Print the line that contains "Please mark the region of the wooden" and every line after it through the last line of the records below, exactly as written and nothing else.
▬▬▬▬▬▬▬▬▬▬
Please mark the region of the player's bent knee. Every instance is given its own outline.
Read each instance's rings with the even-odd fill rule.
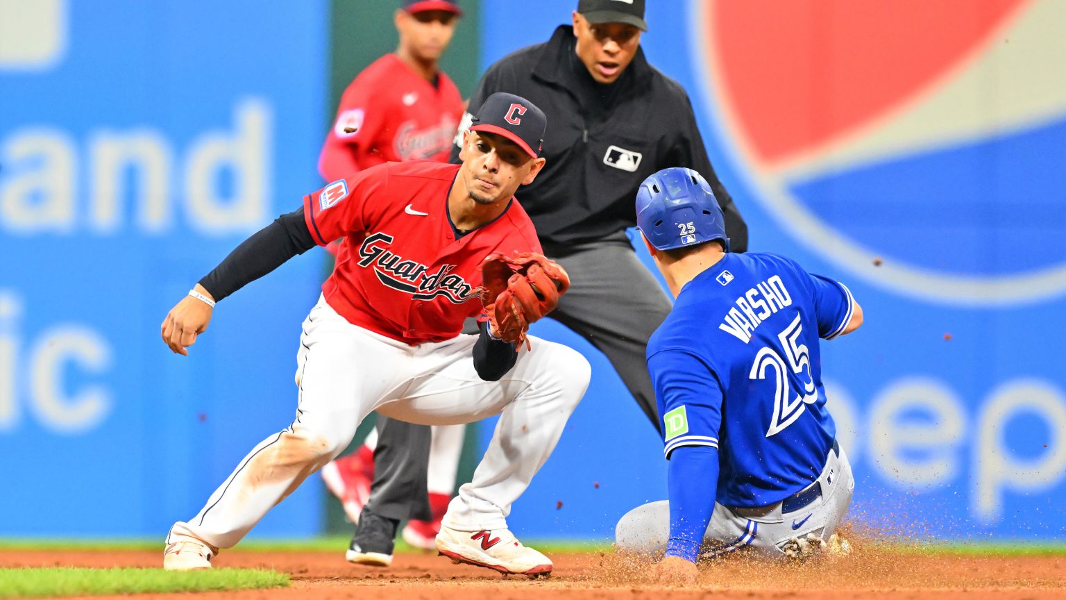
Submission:
[[[593,367],[581,352],[556,344],[554,342],[542,342],[543,348],[551,352],[549,370],[555,376],[560,385],[567,390],[576,390],[580,398],[588,388],[592,380]]]

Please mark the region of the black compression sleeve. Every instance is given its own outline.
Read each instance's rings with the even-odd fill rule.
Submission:
[[[518,361],[518,351],[510,342],[492,340],[488,335],[488,321],[478,323],[481,333],[473,345],[473,368],[485,381],[499,381]]]
[[[314,246],[304,221],[304,207],[301,206],[242,241],[199,284],[217,302]]]

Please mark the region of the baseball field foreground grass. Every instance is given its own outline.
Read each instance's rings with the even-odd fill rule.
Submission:
[[[263,569],[86,569],[45,567],[0,569],[0,598],[99,596],[172,591],[219,591],[285,587],[287,573]]]

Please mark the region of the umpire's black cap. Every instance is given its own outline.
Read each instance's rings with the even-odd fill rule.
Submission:
[[[471,131],[503,136],[533,158],[540,156],[547,128],[548,117],[543,110],[521,96],[505,92],[489,96],[470,121]]]
[[[593,25],[623,22],[648,30],[644,20],[644,0],[578,0],[578,12]]]

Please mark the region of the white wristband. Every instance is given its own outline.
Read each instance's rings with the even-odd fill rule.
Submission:
[[[208,298],[207,296],[204,296],[199,291],[196,291],[195,289],[190,289],[189,290],[189,295],[192,296],[193,298],[195,298],[195,299],[204,302],[208,306],[211,306],[212,309],[214,307],[214,300],[211,300],[210,298]]]

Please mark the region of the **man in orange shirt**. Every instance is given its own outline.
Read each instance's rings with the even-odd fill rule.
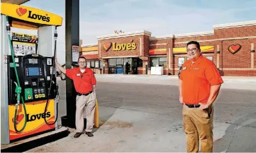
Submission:
[[[201,54],[197,41],[187,44],[187,56],[182,66],[178,86],[180,103],[183,105],[183,129],[187,151],[213,152],[213,101],[223,83],[215,64]]]
[[[96,79],[93,71],[86,67],[85,57],[78,59],[79,67],[66,70],[55,59],[57,67],[67,76],[73,80],[77,92],[76,127],[76,133],[74,137],[79,137],[84,131],[84,110],[86,107],[87,126],[85,134],[89,137],[93,136],[93,131],[94,119],[94,111],[96,102]]]

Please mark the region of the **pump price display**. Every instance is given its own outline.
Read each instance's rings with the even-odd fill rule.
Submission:
[[[28,59],[28,63],[29,64],[38,64],[38,62],[37,62],[37,59],[35,59],[35,58],[30,58],[30,59]]]
[[[28,74],[30,76],[39,76],[39,70],[38,67],[29,67]]]

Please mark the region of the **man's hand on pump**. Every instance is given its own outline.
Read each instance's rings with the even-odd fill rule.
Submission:
[[[66,74],[66,68],[61,67],[61,65],[59,65],[59,64],[58,63],[57,58],[56,57],[55,57],[55,64],[56,64],[56,66],[57,66],[57,67],[59,69],[59,70],[61,70],[62,73]]]

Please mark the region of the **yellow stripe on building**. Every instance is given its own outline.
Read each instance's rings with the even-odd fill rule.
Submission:
[[[214,52],[214,46],[201,46],[201,52]],[[186,47],[178,47],[178,48],[173,48],[174,53],[183,53],[187,52]]]
[[[90,51],[98,51],[99,47],[90,47],[82,48],[81,52],[90,52]]]

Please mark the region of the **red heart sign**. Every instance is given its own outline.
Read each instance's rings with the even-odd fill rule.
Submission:
[[[236,44],[230,45],[228,47],[228,50],[230,52],[230,53],[234,54],[235,53],[237,52],[240,49],[241,45]]]
[[[103,44],[103,49],[106,51],[108,52],[110,48],[111,48],[112,47],[112,43],[105,43]]]
[[[24,118],[24,114],[21,114],[16,116],[16,125],[19,124],[21,121]],[[14,122],[14,118],[12,119],[13,122]]]
[[[23,16],[23,14],[26,14],[26,11],[27,11],[26,8],[23,9],[21,7],[17,8],[16,10],[16,13],[19,16]]]

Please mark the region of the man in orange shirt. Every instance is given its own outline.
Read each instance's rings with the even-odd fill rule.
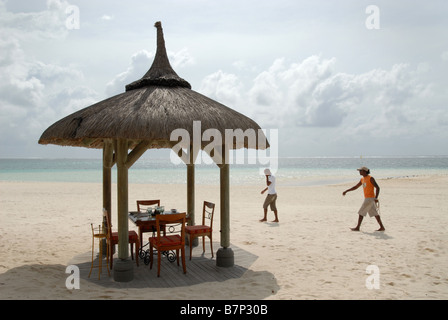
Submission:
[[[370,217],[375,217],[376,221],[380,225],[380,228],[376,231],[384,231],[386,230],[383,226],[383,222],[378,214],[378,209],[376,203],[378,202],[378,196],[380,195],[380,187],[376,183],[375,179],[371,177],[369,168],[362,167],[358,169],[359,174],[362,176],[361,180],[358,184],[350,189],[345,190],[342,195],[345,196],[347,192],[358,189],[360,186],[364,189],[364,202],[361,208],[358,211],[358,225],[354,228],[351,228],[353,231],[359,231],[359,227],[361,226],[361,222],[364,217],[369,214]]]

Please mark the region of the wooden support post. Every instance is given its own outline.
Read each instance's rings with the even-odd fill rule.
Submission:
[[[230,167],[228,150],[223,150],[223,161],[220,170],[220,198],[221,198],[221,248],[216,252],[218,267],[233,267],[234,254],[230,248]]]
[[[230,193],[229,193],[229,165],[223,164],[220,171],[220,202],[221,202],[221,246],[230,247]]]
[[[128,142],[117,141],[117,215],[118,215],[118,261],[114,263],[114,280],[131,281],[134,278],[134,265],[129,259],[129,223],[128,223]],[[138,254],[138,253],[137,253]]]
[[[104,141],[103,145],[103,208],[109,218],[112,215],[112,167],[115,164],[112,141]],[[110,219],[109,219],[110,220]]]
[[[195,179],[194,179],[194,156],[190,151],[190,163],[187,164],[187,215],[190,217],[190,225],[195,225],[194,201],[195,201]]]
▬▬▬▬▬▬▬▬▬▬
> Solved exercise
Please mark the region of the wooden support post. Every instance is given its own outline.
Read each instance's rings with the even-odd fill rule.
Submission:
[[[230,167],[228,150],[223,150],[223,161],[220,170],[220,198],[221,198],[221,248],[216,252],[218,267],[233,267],[234,254],[230,248]]]
[[[230,193],[229,193],[229,165],[223,164],[220,171],[220,202],[221,202],[221,246],[230,247]]]
[[[128,142],[117,141],[117,215],[118,215],[118,261],[114,263],[114,280],[131,281],[134,278],[134,265],[129,259],[129,223],[128,223]],[[138,254],[138,253],[137,253]]]
[[[104,141],[103,145],[103,208],[109,218],[112,215],[112,167],[115,164],[112,141]],[[110,219],[109,219],[110,220]]]
[[[195,179],[194,179],[194,156],[190,151],[190,163],[187,164],[187,215],[190,217],[190,225],[195,225],[194,201],[195,201]]]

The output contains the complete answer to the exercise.